## PROVIDED RECORDS
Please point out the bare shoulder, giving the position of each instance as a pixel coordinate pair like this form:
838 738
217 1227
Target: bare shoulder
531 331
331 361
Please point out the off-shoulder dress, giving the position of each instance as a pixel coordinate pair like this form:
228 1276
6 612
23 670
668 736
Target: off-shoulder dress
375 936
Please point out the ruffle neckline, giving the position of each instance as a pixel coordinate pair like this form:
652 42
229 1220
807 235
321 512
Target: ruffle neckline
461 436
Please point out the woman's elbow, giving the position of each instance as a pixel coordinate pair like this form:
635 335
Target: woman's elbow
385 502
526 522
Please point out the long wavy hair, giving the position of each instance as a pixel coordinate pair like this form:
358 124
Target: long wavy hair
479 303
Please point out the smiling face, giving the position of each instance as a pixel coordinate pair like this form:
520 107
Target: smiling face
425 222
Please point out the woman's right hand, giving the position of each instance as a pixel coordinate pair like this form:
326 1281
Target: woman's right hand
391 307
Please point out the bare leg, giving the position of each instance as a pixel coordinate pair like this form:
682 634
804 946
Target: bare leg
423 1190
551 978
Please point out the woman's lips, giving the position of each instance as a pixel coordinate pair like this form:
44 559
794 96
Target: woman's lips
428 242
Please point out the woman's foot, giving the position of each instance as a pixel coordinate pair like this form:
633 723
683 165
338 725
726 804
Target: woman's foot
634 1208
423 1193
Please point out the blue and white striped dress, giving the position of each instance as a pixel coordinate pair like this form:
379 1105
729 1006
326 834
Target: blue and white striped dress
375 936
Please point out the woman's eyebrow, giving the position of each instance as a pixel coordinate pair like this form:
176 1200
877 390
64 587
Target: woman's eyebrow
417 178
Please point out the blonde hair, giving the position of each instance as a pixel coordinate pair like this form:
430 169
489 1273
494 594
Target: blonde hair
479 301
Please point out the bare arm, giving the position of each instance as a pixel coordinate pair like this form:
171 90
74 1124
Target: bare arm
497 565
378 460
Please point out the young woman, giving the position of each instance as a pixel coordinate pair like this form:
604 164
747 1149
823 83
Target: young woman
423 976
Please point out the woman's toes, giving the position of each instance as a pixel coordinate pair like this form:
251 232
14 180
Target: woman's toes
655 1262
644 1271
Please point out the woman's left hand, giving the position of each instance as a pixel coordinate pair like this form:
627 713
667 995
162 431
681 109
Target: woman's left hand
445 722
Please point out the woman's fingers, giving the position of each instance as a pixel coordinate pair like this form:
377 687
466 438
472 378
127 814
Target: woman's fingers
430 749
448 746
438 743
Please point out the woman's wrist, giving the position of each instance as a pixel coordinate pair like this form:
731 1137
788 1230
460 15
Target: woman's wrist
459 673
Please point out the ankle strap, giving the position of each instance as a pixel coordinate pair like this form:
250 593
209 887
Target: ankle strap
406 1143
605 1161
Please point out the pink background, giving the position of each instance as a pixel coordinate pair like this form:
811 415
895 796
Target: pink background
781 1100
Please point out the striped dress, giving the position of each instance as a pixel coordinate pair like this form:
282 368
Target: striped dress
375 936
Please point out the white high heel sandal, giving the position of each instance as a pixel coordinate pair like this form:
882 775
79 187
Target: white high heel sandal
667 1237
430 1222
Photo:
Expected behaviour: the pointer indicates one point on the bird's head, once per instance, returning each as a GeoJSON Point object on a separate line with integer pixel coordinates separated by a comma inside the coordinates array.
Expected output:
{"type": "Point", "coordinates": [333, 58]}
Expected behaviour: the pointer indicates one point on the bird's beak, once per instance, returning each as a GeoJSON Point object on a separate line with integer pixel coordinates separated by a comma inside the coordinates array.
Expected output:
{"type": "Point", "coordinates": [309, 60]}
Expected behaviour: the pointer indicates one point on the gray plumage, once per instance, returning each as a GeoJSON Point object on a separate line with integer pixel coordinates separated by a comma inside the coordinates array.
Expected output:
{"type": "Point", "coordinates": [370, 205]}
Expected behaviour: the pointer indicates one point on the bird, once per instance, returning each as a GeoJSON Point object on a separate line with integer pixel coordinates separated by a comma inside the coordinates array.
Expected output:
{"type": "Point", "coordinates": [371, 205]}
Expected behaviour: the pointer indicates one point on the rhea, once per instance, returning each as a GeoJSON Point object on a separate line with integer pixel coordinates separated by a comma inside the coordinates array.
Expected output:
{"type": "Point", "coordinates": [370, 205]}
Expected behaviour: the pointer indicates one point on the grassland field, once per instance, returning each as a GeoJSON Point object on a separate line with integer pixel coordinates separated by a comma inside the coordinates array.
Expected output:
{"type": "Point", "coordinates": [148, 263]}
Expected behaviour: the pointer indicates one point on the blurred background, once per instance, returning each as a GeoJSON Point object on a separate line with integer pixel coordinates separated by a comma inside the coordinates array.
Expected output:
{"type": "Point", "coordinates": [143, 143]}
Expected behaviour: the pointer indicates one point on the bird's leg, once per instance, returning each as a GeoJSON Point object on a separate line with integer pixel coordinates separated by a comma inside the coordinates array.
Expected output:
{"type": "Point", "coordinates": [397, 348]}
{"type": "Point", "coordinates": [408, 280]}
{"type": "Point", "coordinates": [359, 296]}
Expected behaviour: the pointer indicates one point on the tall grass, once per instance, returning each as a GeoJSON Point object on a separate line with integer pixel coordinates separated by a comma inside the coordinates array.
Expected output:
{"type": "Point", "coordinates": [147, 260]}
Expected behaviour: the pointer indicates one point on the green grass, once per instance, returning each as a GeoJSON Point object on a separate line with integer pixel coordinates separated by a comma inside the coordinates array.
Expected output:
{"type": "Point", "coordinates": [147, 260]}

## WHAT YOU WILL DO
Would you quote everything above from the line containing "Please point out the ruffle" down to the line containing "Please point out the woman's elbow, giving"? Include both of those lines and nothing else.

## OUTPUT OF THE EXERCISE
Please point out the ruffle neckline, giving the position of each instance as a pixel coordinate pair like this form:
652 42
229 1220
807 235
321 512
Target: ruffle neckline
461 436
Please point out the woman's elbow, giving the position of each instance as a pixel coordinate pair like this form:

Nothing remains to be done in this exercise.